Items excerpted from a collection
:::

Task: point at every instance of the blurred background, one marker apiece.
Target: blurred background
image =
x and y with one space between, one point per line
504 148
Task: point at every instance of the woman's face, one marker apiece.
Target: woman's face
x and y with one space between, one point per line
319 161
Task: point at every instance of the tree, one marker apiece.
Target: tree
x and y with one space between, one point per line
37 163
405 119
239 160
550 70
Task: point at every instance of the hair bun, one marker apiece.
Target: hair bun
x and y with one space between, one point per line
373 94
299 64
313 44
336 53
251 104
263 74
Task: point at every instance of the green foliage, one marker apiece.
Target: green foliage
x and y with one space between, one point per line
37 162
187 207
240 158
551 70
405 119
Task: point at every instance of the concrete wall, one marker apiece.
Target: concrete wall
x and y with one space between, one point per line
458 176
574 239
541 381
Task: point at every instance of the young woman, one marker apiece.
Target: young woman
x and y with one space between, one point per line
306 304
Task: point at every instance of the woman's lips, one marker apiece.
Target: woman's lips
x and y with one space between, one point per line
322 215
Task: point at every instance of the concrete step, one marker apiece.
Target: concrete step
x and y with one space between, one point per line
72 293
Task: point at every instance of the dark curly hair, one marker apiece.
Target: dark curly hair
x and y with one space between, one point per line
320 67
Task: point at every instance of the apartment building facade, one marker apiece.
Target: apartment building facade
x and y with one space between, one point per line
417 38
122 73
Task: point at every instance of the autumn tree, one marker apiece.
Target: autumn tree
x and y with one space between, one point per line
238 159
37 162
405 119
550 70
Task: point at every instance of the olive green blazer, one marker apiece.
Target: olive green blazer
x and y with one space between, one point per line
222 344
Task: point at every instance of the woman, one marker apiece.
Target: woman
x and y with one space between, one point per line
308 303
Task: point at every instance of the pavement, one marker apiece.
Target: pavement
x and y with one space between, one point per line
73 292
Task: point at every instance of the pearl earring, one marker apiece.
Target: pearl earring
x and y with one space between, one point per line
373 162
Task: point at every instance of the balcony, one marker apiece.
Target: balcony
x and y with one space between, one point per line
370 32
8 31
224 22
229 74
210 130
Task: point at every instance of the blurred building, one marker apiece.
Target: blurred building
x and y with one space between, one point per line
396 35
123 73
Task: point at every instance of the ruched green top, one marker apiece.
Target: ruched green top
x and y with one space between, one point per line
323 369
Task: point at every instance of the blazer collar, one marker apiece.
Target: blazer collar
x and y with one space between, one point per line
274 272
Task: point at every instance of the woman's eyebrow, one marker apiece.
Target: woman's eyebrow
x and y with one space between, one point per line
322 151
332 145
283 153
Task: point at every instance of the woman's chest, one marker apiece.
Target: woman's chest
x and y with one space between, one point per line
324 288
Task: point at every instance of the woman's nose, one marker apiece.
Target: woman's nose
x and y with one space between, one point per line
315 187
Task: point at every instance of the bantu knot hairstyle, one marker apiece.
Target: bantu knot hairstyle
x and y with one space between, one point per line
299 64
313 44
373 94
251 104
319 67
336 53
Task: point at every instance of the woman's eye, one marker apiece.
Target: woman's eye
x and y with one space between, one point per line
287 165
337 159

:::

Could you copy the items above word for word, starting at the line that contains "Task: point at every instance of the blazer" and ending at the last line of the items?

Task: point at every instance of the blazer collar, one marker apiece.
Target: blazer collar
x and y with one space between, one point per line
274 272
Task: point at every instance of the woman's eyebrow, one marker apiece.
Target: woman's eyebrow
x and y with one space between, one point per line
322 151
332 145
283 153
Task: point at every instance of the woman's chest, one marker apiece.
Target: woman's chest
x and y with one space between, one point per line
324 288
Task: point at every instance of the woman's nose, one marker apiece.
Target: woman's nose
x and y with one space between, one point per line
315 187
Task: point at every instance of the bantu knot hairstyle, one marker apiece.
Target: bantu knot hairstyle
x and y with one space between, one point per line
299 64
313 44
373 94
251 104
319 67
336 53
Task: point at every instance of the woman's eye, one marker apiece.
Target: woman's eye
x and y with one space between, one point per line
287 165
337 159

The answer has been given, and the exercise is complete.